> **Short task 1**: Could you write out, unchanged, the lines of the listing from the line with "Batch job #47 — class: uniform" to the line with "264;601;1207;691"?

───── Excerpted text

DETAILED DESCRIPTION
[0032] Embodiments disclosed herein include a modular antenna
assembly for a wireless communication system. The assembly includes
a housing, an antenna, a connection block, and an interconnect. The
antenna is formed or mounted on an antenna substrate which is
mounted in the housing and connected to the connection block which
is located in the housing. The interconnect has a first end and a
second end, attaches to the connection block at the first end and
electrically connects to the antenna through the connection block.
The interconnect is configured to releasably attach to another
component of the wireless system at the second end to electrically
connect the antenna to the other component at the second end. The
other component may be located in and attached to a structure
separate from the housing.

──────────

> **Short task 2**: Can you give again, word for word, the part of the antenna assembly description from "DETAILED DESCRIPTION" to "from the housing."?

───── Input data

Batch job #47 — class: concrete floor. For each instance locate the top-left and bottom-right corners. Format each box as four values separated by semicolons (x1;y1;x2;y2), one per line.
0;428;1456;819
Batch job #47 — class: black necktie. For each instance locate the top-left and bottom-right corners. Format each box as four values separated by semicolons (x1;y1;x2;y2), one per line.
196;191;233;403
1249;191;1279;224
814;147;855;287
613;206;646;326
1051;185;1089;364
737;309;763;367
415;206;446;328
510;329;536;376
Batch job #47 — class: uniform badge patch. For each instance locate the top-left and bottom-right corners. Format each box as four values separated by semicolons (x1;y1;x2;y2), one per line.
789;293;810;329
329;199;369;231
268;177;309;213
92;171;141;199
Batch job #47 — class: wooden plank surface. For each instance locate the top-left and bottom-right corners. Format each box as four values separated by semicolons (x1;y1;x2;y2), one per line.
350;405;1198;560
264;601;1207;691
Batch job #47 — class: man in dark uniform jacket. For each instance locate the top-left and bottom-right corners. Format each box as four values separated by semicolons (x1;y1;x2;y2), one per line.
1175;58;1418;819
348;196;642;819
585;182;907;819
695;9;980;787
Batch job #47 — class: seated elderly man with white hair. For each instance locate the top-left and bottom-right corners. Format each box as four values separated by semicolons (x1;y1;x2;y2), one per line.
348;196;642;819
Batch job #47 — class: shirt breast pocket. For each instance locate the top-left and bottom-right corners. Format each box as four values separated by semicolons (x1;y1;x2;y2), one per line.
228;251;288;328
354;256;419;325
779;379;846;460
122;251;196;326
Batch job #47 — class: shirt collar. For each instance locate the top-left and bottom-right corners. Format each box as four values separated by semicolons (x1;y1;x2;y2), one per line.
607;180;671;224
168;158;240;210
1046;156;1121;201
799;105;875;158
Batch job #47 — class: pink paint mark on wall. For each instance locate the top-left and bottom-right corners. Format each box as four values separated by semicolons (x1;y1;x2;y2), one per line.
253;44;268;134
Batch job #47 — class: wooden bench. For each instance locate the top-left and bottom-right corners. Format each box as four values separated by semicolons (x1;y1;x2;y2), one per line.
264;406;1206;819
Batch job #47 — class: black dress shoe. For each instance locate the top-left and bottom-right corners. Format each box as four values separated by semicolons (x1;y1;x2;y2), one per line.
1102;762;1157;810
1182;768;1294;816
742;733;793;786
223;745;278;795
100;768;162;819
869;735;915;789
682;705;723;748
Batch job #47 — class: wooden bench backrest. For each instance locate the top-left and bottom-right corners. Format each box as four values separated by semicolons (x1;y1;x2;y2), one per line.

──────────

> **Complete output 1**:
Batch job #47 — class: uniform badge patch. For each instance locate the top-left and bottom-right corners. Format each box as four values separated by semicolons (x1;y1;x2;y2), one per line.
789;293;810;329
329;199;369;231
268;177;309;213
92;171;141;199
Batch job #47 — class: wooden plank surface. For each instance locate the top-left and bottom-right corners. Format each box as four values separated by semicolons (x1;y1;x2;y2), one per line.
350;405;1198;560
264;601;1207;691

> **Complete output 2**:
DETAILED DESCRIPTION
[0032] Embodiments disclosed herein include a modular antenna
assembly for a wireless communication system. The assembly includes
a housing, an antenna, a connection block, and an interconnect. The
antenna is formed or mounted on an antenna substrate which is
mounted in the housing and connected to the connection block which
is located in the housing. The interconnect has a first end and a
second end, attaches to the connection block at the first end and
electrically connects to the antenna through the connection block.
The interconnect is configured to releasably attach to another
component of the wireless system at the second end to electrically
connect the antenna to the other component at the second end. The
other component may be located in and attached to a structure
separate from the housing.